→ **Selected text**:
....

Arjowiggins was an independent paper manufacturer which at one time had mills in England, Scotland, France and the US. The company was liquidated in 2019, and several brands were acquired by Fedrigoni and Antalis among others.

==History==
The company's origins go back to 1761 when Buckland Mill in Dover in Kent commenced operations.

Meanwhile, in France, in the middle of the 20th century there were four competing paper mills that manufactured sophisticated paper products with high added value, especially security papers (banknotes, passports, etc.). A joint merger plan was drawn up in 1954 and led to the formation of the first French paper-manufacturing group: Arjomari. The name of the group came from the first two letters of the names of the paper mills participating in the merger: Arches, Johannot, Marais, Rives.

In 1890, Buckland Mill was bought by Wiggins Teape, a paper milling business formed some 40 years earlier by Edward Wiggins and Henry Teape.

In 1970, the company was acquired by BAT Industries, who went on to acquire Appleton Papers of the US in 1978. The business expanded rapidly in the 1980s as it exploited the market in carbonless paper. In 1989 the UK and US paper businesses were demerged from BAT Industries and integrated to form Wiggins Teape Appleton.

....

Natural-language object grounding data
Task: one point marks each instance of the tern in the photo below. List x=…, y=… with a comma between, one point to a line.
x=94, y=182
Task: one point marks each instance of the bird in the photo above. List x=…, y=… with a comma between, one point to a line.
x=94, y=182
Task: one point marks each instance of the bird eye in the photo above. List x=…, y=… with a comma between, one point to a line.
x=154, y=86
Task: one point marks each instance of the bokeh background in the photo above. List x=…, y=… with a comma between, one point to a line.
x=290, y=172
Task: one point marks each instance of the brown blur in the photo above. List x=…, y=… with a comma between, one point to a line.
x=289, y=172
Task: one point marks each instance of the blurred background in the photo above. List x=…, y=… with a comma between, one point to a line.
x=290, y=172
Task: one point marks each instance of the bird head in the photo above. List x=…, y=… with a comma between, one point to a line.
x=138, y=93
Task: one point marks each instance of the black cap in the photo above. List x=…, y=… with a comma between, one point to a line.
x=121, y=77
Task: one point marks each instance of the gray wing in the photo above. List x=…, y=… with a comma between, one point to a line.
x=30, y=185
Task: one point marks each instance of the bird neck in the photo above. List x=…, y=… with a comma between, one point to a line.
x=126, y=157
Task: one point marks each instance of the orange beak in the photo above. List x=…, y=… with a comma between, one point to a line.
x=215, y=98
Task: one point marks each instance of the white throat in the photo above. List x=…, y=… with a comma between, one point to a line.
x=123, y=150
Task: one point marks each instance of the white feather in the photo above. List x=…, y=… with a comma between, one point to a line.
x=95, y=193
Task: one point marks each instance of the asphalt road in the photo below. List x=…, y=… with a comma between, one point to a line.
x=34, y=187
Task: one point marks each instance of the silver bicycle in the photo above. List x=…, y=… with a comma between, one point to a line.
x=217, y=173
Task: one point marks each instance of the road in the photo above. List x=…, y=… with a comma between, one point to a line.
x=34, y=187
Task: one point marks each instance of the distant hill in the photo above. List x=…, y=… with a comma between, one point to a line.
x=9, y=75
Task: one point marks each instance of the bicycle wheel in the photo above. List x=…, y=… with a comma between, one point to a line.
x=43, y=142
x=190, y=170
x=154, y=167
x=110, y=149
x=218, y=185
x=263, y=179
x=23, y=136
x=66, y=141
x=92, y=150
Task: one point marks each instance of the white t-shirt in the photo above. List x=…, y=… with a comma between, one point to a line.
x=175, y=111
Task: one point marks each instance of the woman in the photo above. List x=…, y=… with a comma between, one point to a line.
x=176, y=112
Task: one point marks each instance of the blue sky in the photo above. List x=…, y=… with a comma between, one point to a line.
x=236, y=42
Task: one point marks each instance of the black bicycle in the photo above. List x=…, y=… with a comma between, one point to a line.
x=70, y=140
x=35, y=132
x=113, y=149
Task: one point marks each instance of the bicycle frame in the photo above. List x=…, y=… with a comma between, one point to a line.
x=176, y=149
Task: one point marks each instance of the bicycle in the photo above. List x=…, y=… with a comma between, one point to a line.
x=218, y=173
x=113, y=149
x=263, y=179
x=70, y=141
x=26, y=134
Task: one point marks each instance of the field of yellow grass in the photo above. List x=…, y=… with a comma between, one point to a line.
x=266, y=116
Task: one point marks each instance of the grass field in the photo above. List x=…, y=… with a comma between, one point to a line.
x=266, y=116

....

→ **Assignment 1**: Decide whether each statement agrees with the Arjowiggins text: (a) Buckland Mill began operations in 1761. (b) Arjomari was formed by merging three paper mills. (c) BAT Industries acquired Appleton Papers in 1970. For each, answer yes or no and quote the words of the text that decide it.
→ **Assignment 2**: Name every paper mill whose name contributed letters to the name Arjomari, according to the Arjowiggins text.
→ **Assignment 3**: Transcribe the stretch of the Arjowiggins text from "Meanwhile, in France, in" through "Johannot, Marais, Rives.".

→ **Response box 1**:
(a) Yes: "The company's origins go back to 1761 when Buckland Mill in Dover in Kent commenced operations."
(b) No: "there were four competing paper mills"
(c) No: "went on to acquire Appleton Papers of the US in 1978"

→ **Response box 2**: Arches, Johannot, Marais, Rives

→ **Response box 3**:
Meanwhile, in France, in the middle of the 20th century there were four competing paper mills that manufactured sophisticated paper products with high added value, especially security papers (banknotes, passports, etc.). A joint merger plan was drawn up in 1954 and led to the formation of the first French paper-manufacturing group: Arjomari. The name of the group came from the first two letters of the names of the paper mills participating in the merger: Arches, Johannot, Marais, Rives.